State how many lines of the records below contain the string "green", with case significant, and give only that number.

____________________

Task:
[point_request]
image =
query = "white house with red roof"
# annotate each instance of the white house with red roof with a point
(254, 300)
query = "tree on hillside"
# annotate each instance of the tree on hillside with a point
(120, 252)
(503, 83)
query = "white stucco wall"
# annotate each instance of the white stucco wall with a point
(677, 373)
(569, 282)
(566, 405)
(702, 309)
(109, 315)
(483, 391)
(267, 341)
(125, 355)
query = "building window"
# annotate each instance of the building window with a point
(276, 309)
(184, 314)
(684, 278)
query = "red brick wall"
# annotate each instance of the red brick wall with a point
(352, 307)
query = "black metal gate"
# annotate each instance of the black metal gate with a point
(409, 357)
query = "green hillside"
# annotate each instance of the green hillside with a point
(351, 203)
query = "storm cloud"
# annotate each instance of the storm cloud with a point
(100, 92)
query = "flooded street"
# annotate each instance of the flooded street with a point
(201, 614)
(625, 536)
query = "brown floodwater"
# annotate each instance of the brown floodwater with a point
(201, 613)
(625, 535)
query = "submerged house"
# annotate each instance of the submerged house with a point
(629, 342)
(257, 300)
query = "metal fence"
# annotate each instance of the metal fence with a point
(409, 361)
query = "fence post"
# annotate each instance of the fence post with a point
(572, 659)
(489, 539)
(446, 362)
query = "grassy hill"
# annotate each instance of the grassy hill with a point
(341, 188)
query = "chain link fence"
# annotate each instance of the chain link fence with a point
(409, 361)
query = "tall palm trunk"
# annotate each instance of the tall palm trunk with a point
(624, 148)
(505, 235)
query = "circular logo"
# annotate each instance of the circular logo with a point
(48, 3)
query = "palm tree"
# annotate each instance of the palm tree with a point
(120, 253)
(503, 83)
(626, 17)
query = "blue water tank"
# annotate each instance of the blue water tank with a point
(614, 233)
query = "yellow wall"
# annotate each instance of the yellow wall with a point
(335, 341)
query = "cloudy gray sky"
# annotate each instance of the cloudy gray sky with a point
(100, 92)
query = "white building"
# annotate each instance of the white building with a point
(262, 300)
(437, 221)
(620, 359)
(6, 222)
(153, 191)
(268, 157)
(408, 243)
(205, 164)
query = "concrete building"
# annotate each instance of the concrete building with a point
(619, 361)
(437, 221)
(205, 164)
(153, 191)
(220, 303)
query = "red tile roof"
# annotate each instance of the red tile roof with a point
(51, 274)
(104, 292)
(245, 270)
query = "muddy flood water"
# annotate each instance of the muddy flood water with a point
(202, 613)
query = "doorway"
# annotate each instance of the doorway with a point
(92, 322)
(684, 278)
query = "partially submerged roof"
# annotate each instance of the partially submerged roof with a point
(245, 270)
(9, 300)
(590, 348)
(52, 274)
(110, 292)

____________________

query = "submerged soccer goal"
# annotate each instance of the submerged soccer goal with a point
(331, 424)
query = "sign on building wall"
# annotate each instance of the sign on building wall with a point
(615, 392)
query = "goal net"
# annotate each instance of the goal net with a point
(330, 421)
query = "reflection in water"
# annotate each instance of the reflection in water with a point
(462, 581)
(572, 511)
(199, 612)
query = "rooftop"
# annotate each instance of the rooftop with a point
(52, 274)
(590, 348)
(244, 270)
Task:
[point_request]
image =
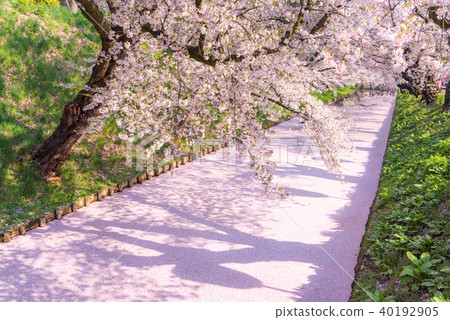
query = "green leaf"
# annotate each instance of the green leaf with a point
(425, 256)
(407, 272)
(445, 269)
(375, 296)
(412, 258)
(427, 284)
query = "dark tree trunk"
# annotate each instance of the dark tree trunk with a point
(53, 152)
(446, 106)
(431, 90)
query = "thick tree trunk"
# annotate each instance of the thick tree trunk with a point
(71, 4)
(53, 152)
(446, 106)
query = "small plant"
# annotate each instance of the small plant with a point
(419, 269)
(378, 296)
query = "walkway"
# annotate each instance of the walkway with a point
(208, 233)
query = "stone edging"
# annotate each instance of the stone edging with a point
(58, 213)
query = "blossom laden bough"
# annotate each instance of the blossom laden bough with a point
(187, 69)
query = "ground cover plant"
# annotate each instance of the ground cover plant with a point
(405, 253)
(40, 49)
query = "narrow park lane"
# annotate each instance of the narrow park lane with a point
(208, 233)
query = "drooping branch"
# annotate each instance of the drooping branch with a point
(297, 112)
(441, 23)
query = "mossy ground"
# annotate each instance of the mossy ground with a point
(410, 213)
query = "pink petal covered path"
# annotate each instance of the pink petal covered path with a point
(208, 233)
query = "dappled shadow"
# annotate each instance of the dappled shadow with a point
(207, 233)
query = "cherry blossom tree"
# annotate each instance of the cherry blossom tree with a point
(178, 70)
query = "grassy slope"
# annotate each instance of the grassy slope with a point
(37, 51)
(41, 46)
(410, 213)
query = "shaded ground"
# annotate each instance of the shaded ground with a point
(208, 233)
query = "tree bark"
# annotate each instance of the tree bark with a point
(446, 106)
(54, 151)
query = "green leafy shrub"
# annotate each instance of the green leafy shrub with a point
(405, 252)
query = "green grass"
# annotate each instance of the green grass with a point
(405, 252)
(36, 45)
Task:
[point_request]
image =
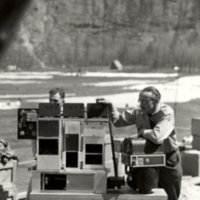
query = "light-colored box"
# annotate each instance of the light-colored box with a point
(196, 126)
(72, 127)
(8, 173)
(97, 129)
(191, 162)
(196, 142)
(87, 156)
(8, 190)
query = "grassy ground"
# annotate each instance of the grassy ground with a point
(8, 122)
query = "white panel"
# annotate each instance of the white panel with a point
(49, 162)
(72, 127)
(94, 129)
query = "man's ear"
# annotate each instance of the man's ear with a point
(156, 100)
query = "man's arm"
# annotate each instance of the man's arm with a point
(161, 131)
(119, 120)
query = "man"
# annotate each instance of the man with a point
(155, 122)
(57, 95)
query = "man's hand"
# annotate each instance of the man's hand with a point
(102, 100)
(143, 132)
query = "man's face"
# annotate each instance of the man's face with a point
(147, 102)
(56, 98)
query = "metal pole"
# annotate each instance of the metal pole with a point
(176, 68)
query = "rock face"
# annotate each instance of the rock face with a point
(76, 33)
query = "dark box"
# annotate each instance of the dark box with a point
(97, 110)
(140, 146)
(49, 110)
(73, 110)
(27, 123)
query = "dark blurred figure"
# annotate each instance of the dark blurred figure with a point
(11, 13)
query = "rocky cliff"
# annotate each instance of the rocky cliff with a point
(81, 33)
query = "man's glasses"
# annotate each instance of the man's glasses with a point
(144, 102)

____________________

» Task solution: 8